SECTION DU DOCUMENT:
1Le 12 septembre 2023, Madame … introduisit une demande de dispense en vue de la création d’entreprise telle que prévue à l’article L.521-9, paragraphe (5) du Code du Travail, demande qui fut présentée au comité de pilotage le 20 septembre 2023.
Le 22 septembre 2023, la directrice de l’ADEM informa Madame … du rejet de sa demande de dispense dans les termes suivants :
« […] Par la présente, je me permets de revenir vers vous dans le cadre de votre demande de dispense en vue de la création d'entreprise.
En date du 21 septembre 2023, vous avez été informée que votre demande de dispense a été refusée au motif qu'elle a été faite hors délai.
En effet, aux termes de l'article L.521-9 § 5 du Code du travail, cette demande doit être introduite et accordée au plus tard avant la fin du sixième mois d'indemnisation par le demandeur d'emploi indemnisé.
Votre droit à l'indemnité de chômage a commencé à courir à partir du 14 mars 2023, de sorte que la fin de votre sixième mois d'indemnisation se situait au 14 septembre 2023.
Le 12 septembre 2023, vous avez envoyé un courriel avec les documents nécessaires pour demander la dispense pour la création de votre entreprise. Par conséquent, votre dossier a été présenté au comité de pilotage, qui a eu lieu en date du 20 septembre 2023, donc après le 14 septembre 2023.
Le refus de la demande de dispense est donc justifié au vu de l'article L. 521-9 § 5 du Code du travail, alors que votre demande n'a pas été introduite et accordée avant la fin du sixième mois d'indemnisation, soit avant le 14 septembre 2023.

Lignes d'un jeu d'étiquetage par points

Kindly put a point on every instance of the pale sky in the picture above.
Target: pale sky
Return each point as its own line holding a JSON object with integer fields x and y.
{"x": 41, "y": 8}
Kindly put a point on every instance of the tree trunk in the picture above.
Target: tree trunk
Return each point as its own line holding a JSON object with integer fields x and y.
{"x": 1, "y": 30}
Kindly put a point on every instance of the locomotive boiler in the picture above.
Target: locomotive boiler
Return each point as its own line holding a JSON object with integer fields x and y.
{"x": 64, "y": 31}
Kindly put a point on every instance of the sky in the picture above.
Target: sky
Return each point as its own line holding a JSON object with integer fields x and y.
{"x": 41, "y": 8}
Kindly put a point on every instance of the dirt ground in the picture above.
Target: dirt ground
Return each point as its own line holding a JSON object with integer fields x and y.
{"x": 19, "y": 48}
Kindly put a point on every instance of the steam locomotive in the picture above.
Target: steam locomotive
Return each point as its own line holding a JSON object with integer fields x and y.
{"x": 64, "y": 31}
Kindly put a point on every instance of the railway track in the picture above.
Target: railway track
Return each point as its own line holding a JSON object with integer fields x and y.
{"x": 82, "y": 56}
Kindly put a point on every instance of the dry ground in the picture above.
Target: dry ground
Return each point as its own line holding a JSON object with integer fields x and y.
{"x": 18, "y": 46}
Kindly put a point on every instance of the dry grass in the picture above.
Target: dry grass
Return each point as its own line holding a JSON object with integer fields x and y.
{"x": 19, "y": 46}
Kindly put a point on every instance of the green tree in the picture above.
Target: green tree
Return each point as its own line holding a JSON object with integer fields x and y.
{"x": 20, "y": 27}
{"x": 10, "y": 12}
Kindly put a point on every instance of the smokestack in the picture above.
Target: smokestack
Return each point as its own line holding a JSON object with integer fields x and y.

CONSIGNE: Poursuivez la décision relative au refus de dispense pour création d'entreprise à la suite de sa dernière phrase.

RÉPONSE FINALE:
Contre la présente décision de la directrice de l’Agence pour le développement de l’emploi un recours en annulation devant le Tribunal administratif est admissible au titre de l’article 2 de la loi du 7 novembre 1996 portant organisation des juridictions de l’ordre administratif. […] ».
En date du 25 septembre 2023, Madame … adressa une demande de réexamen de son dossier à la Commission spéciale de réexamen.
Par courrier du 20 novembre 2023, le secrétariat de la Commission spéciale de réexamen informa Madame … que sa demande de réexamen serait irrecevable, alors que ladite commission serait incompétente.
Par requête déposée au greffe du tribunal administratif en date du 14 décembre 2023, inscrite sous le numéro 49797 du rôle, Madame … fit introduire un recours tendant principalement à la réformation et subsidiairement à l’annulation de la décision précitée de la directrice de l’ADEM du 22 septembre 2023.
Suite à la rupture du délibéré permettant aux parties de s’exprimer sur la question de la compétence d’attribution du tribunal administratif, Maître GIABBANI a, en substance, fait valoir qu’il aurait, dans un premier temps, conclu à la compétence de la Commission spéciale de réexamen ainsi que du Conseil arbitral des assurances sociales, mais qu’il aurait, par la 2suite, au vu de l’indication des voies de recours dans la décision litigieuse et de la missive du 20 novembre 2023 prémentionnée du secrétariat de la Commission spéciale de réexamen, porté les doléances de sa mandante devant le tribunal de céans en introduisant le recours sous analyse.
La partie étatique n’ayant pas été présente à l’audience complémentaire des plaidoiries du 2 juillet 2024, elle n’a pas pris position quant à la question de la compétence d’attribution du tribunal soulevée d’office à travers l’avis de rupture du 20 juin 2024.
Le tribunal est amené à vérifier sa propre compétence d'attribution, laquelle répond à des règles d'organisation juridictionnelle d'ordre public1.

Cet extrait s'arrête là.